[EXERCISE REQUIREMENTS] Recast the rows below as a numbered list, leaving out blank lines and the pictures.

# start of MATERIAL FOR THE TASK

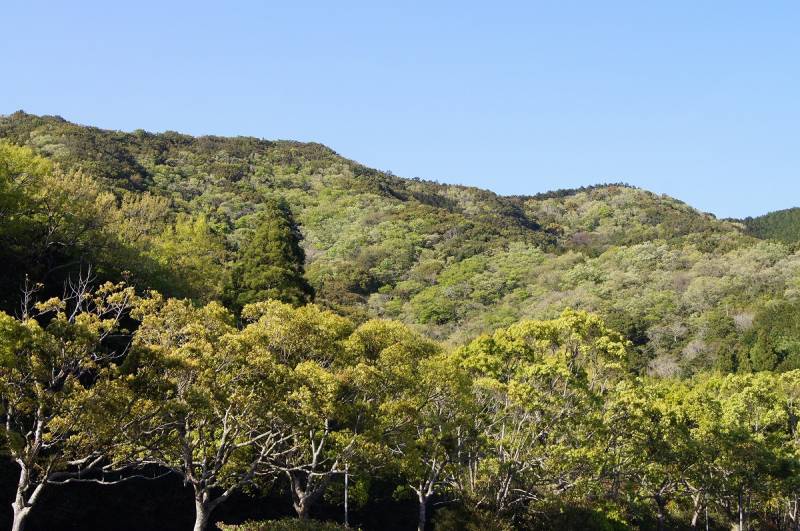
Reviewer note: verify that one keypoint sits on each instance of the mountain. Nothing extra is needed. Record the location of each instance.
(173, 212)
(781, 225)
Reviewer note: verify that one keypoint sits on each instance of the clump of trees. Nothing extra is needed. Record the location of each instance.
(520, 428)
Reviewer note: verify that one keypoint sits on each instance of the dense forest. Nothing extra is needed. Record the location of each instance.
(205, 330)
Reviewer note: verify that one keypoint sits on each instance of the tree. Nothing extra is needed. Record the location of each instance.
(538, 386)
(271, 265)
(50, 377)
(423, 404)
(319, 415)
(210, 400)
(650, 449)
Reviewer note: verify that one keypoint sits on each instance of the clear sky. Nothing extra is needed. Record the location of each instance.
(696, 99)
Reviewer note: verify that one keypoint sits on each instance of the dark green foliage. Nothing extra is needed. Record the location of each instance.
(271, 264)
(288, 524)
(774, 339)
(782, 225)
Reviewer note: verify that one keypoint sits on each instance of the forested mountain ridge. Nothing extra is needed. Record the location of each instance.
(174, 212)
(783, 225)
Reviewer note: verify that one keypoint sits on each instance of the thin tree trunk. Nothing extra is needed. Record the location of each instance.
(741, 512)
(20, 517)
(346, 495)
(20, 505)
(423, 509)
(202, 514)
(661, 516)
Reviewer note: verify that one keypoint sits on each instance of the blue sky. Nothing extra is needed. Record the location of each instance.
(696, 99)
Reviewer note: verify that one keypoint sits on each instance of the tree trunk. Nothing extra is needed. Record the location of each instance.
(661, 516)
(20, 517)
(302, 509)
(423, 509)
(20, 506)
(741, 512)
(202, 515)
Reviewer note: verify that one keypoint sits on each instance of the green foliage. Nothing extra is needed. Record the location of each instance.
(283, 525)
(782, 225)
(271, 264)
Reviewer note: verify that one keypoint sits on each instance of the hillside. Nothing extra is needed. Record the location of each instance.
(689, 290)
(781, 225)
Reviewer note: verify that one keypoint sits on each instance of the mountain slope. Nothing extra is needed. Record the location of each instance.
(455, 261)
(782, 225)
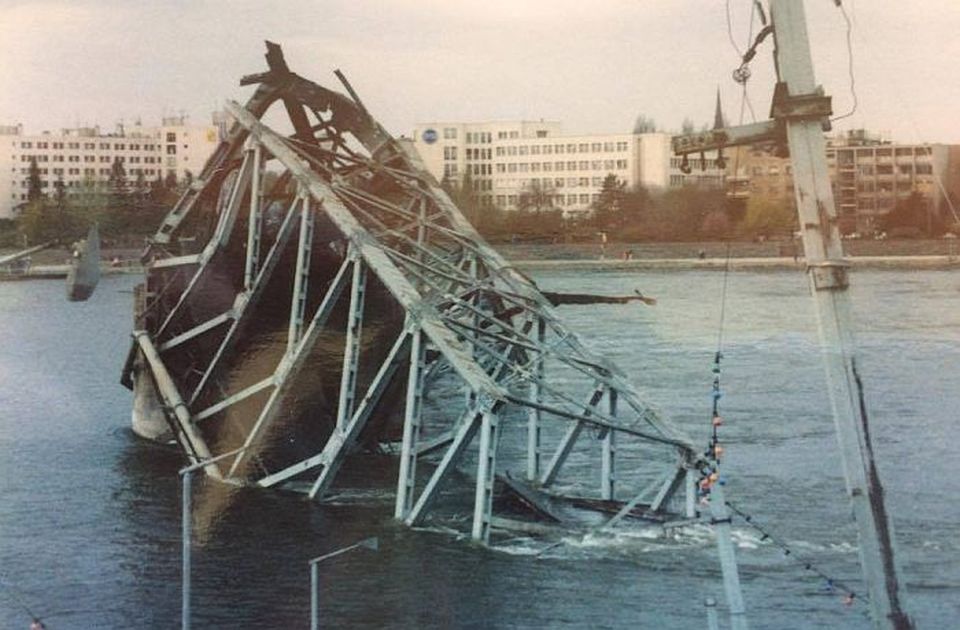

# end of MATERIAL FOR THE TASK

[EXERCISE RESULT]
1. Reviewer note: verify that one keypoint sits on each instance of the mountain. Nothing extra is needed. Record the location of each instance.
2. (173, 212)
3. (781, 225)
4. Reviewer note: verify that one keypoint sits on each instance of the clump of trees. Nothing extra is needed. Record the location of each instance.
5. (520, 428)
6. Reviewer note: verify that one keypoint sits on each instance of the dense forest. Nothing extra is needed. Record the location of each instance.
7. (205, 330)
8. Reviewer note: verify that one keypoint sits on each instance of the tree. Nothing extra is needed. Record the location of each instance.
9. (538, 386)
10. (271, 265)
11. (50, 377)
12. (423, 404)
13. (319, 415)
14. (210, 400)
15. (650, 449)
16. Reviewer note: verify that one keypoint sits on each instance of the clear sky. Nothing extra is needed. Record the location of each instance.
17. (696, 99)
18. Reviewer note: verify that one keypoint sits on each instance of the dark green foliage. Nothing extra is needed. Record the location of each instance.
19. (271, 264)
20. (288, 524)
21. (774, 339)
22. (782, 225)
23. Reviewer note: verify that one keypoint sits on each instance of the forested mountain ridge. Nothing extra is needed. Record the location of each instance.
24. (174, 212)
25. (783, 225)
26. Reviewer note: verify that one keypoint sits on each instance of the thin tree trunk. Nothing extra is needed. Record the location of each instance.
27. (741, 512)
28. (20, 517)
29. (346, 495)
30. (20, 505)
31. (423, 509)
32. (202, 514)
33. (661, 516)
34. Reviewer note: verify that one keypoint sits on each instance of the blue sky. Nothing extra is needed. Record the location of each instance.
35. (696, 99)
36. Reviewer note: verify that one keypoint sits on each instance of the tree trunk. Nothing extra is needed. Record the location of each instance.
37. (661, 516)
38. (20, 517)
39. (302, 509)
40. (423, 509)
41. (20, 506)
42. (741, 512)
43. (202, 515)
44. Reviewer note: verify that one keypoint sits on each instance of the green foliage. Nothing extra is needed. Record the location of each instance.
45. (283, 525)
46. (782, 225)
47. (271, 264)
48. Reviewer note: verify that one keypoint sits on each instance of the hillside. Nothing extra is needed. Record the location of each instance.
49. (689, 290)
50. (781, 225)
51. Reviewer note: verify that one keypoint sits on each instance of the mountain slope. Nothing extra is needed. Record the location of each instance.
52. (455, 261)
53. (782, 225)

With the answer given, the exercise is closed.